++++ Records supplied
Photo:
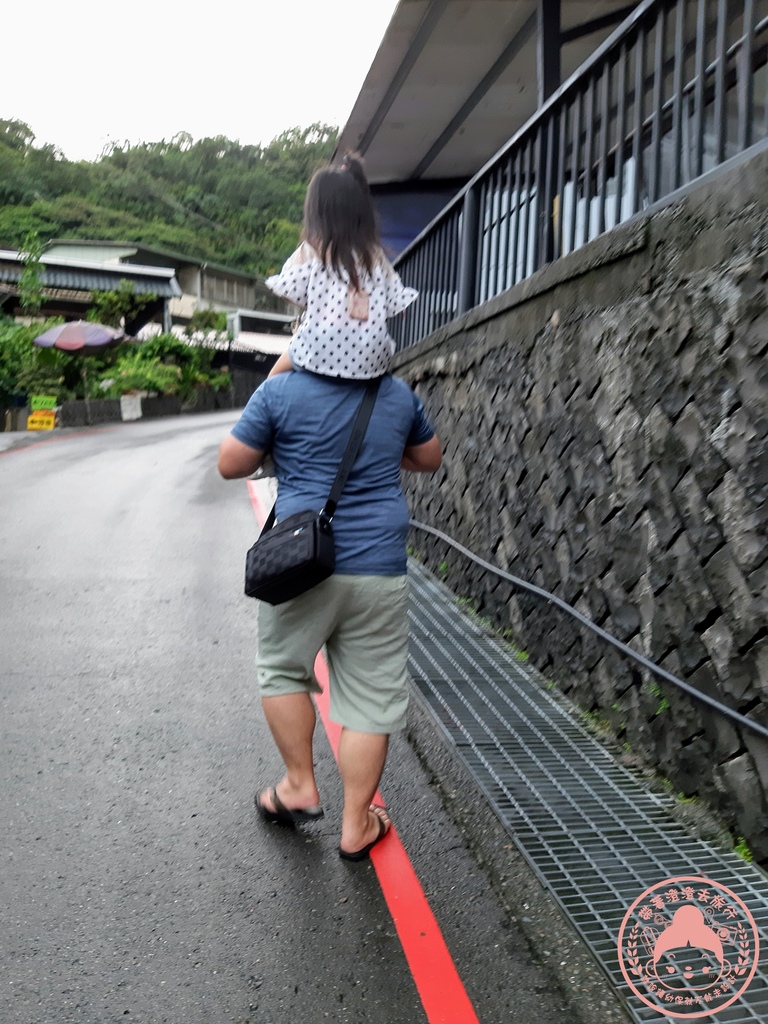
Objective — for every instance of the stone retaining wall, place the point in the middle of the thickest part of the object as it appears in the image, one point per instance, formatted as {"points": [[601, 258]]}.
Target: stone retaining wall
{"points": [[604, 427]]}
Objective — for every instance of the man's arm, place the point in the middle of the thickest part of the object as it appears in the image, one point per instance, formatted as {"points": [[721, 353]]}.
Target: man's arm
{"points": [[424, 458], [237, 459]]}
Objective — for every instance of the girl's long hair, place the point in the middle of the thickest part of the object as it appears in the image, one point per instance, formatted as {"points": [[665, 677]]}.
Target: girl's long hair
{"points": [[340, 220]]}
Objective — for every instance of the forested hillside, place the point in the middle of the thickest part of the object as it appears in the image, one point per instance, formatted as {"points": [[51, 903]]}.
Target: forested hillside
{"points": [[211, 199]]}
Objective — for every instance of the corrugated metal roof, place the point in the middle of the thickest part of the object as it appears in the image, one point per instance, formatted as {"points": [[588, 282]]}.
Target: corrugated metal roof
{"points": [[93, 278], [453, 81]]}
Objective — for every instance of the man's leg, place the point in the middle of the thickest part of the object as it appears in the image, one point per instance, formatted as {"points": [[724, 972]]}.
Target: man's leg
{"points": [[361, 757], [291, 719]]}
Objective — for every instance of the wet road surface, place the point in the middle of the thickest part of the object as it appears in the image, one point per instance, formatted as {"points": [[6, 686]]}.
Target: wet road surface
{"points": [[137, 883]]}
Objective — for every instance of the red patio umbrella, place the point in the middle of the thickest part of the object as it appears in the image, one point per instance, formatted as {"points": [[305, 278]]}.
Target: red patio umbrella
{"points": [[80, 334]]}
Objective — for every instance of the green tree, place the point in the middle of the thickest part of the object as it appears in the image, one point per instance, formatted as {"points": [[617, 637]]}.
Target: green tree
{"points": [[31, 292]]}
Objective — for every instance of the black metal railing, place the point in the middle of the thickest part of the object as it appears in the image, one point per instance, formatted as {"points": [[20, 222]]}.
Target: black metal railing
{"points": [[678, 89]]}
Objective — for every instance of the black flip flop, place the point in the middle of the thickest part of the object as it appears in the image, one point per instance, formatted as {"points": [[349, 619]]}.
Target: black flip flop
{"points": [[284, 815], [366, 851]]}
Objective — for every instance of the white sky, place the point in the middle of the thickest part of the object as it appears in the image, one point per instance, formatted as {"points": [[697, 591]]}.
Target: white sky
{"points": [[84, 73]]}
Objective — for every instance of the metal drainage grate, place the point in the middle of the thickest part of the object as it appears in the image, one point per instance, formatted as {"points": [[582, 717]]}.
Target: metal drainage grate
{"points": [[594, 836]]}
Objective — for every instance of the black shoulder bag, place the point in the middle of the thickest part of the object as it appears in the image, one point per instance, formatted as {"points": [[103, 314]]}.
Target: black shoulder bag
{"points": [[298, 553]]}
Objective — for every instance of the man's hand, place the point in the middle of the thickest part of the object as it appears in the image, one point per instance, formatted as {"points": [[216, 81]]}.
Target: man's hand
{"points": [[237, 459], [424, 458]]}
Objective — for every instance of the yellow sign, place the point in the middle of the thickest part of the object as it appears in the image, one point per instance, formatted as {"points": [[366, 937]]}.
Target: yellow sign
{"points": [[42, 401], [42, 420]]}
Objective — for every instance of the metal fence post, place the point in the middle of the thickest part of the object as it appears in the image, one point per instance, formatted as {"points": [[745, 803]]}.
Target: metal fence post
{"points": [[468, 253]]}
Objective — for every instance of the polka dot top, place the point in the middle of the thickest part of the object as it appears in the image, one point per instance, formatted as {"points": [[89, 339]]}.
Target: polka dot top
{"points": [[330, 339]]}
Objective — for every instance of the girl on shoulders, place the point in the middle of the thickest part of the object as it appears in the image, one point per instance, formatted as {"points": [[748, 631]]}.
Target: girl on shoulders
{"points": [[342, 280]]}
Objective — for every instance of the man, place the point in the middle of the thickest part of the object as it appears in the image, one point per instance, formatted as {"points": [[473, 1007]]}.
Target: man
{"points": [[304, 420]]}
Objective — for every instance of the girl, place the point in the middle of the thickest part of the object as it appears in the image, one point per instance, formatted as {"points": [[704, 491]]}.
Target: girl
{"points": [[342, 280]]}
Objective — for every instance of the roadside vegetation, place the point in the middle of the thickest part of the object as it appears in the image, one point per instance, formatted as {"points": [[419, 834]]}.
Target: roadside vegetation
{"points": [[214, 200]]}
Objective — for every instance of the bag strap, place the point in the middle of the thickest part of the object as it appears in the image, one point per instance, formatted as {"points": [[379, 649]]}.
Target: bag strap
{"points": [[353, 446], [350, 454]]}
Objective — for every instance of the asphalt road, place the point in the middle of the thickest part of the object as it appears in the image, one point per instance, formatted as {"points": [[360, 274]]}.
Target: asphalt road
{"points": [[136, 882]]}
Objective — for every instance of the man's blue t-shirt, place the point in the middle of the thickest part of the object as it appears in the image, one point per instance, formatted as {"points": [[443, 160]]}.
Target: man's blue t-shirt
{"points": [[304, 420]]}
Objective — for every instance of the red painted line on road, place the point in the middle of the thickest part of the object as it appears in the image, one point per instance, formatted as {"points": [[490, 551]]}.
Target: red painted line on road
{"points": [[440, 989]]}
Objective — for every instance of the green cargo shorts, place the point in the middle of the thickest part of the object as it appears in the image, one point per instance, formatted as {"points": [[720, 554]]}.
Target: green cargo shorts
{"points": [[363, 623]]}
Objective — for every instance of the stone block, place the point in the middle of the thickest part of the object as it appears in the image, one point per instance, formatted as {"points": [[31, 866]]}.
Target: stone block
{"points": [[700, 522], [731, 592], [744, 799]]}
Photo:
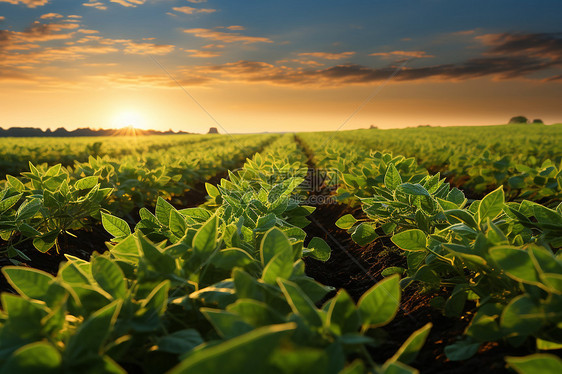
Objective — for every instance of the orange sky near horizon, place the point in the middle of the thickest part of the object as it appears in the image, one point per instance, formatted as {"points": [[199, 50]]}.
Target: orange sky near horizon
{"points": [[263, 66]]}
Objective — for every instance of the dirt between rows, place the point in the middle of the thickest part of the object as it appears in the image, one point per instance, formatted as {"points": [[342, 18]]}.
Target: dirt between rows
{"points": [[356, 269], [351, 267]]}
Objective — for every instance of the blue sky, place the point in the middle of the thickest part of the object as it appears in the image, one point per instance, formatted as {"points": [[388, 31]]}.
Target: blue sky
{"points": [[292, 64]]}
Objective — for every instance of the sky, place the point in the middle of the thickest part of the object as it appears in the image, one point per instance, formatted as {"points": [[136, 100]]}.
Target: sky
{"points": [[257, 66]]}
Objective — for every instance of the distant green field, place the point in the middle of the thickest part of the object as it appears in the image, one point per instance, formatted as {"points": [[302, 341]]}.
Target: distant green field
{"points": [[221, 254]]}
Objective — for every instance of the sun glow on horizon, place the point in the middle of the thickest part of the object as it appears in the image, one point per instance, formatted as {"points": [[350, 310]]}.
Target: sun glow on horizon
{"points": [[129, 118]]}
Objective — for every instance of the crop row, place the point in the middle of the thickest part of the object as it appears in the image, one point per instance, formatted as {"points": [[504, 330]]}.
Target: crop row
{"points": [[47, 202], [356, 157], [201, 290]]}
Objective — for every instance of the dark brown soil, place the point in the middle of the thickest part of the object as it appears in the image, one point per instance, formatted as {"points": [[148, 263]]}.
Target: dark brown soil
{"points": [[356, 269]]}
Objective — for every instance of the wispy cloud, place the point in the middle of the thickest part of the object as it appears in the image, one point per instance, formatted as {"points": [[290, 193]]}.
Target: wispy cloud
{"points": [[202, 54], [95, 4], [28, 3], [51, 16], [226, 37], [236, 28], [328, 56], [129, 3], [191, 10], [148, 48], [409, 54]]}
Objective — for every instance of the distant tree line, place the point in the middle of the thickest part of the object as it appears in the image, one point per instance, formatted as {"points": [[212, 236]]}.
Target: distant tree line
{"points": [[62, 132], [523, 119]]}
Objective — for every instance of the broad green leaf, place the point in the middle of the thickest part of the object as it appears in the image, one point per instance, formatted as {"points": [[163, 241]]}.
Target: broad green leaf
{"points": [[410, 240], [212, 191], [392, 178], [86, 183], [115, 226], [92, 333], [545, 345], [412, 346], [346, 222], [158, 261], [162, 211], [39, 357], [300, 303], [255, 313], [28, 209], [227, 325], [177, 224], [157, 300], [414, 189], [30, 282], [320, 250], [229, 258], [274, 242], [461, 350], [539, 363], [379, 304], [9, 202], [280, 266], [231, 357], [109, 276], [397, 367], [491, 205], [343, 316], [205, 240], [516, 263], [15, 183], [179, 342], [522, 316]]}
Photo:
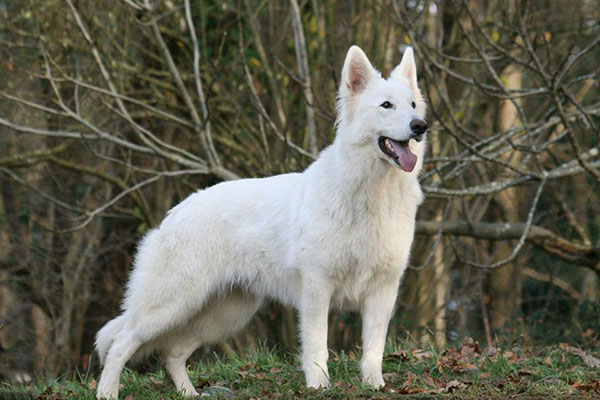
++++++++
» **Task objective**: The answer must be an exact copy of the lines from the one containing "Target: distant tree line" through the last line of the records, and nothing else. Pictures do not belong in it.

» **Output below**:
Target: distant tree line
{"points": [[62, 132], [523, 119]]}
Objective — for every instance of the broad green leaf, place the point in the middle of the thickest part of the object as it appears in the image, one point per instance, formatted as {"points": [[163, 241]]}.
Target: broad green leaf
{"points": [[410, 240], [212, 191], [392, 178], [86, 183], [115, 226], [92, 333], [545, 345], [412, 346], [346, 222], [158, 261], [162, 211], [39, 357], [300, 303], [255, 313], [28, 209], [227, 325], [177, 224], [157, 300], [414, 189], [30, 282], [320, 250], [229, 258], [274, 242], [461, 350], [539, 363], [379, 304], [9, 202], [280, 266], [231, 357], [109, 276], [397, 367], [491, 205], [343, 316], [205, 240], [516, 263], [15, 183], [179, 342], [522, 316]]}
Photo:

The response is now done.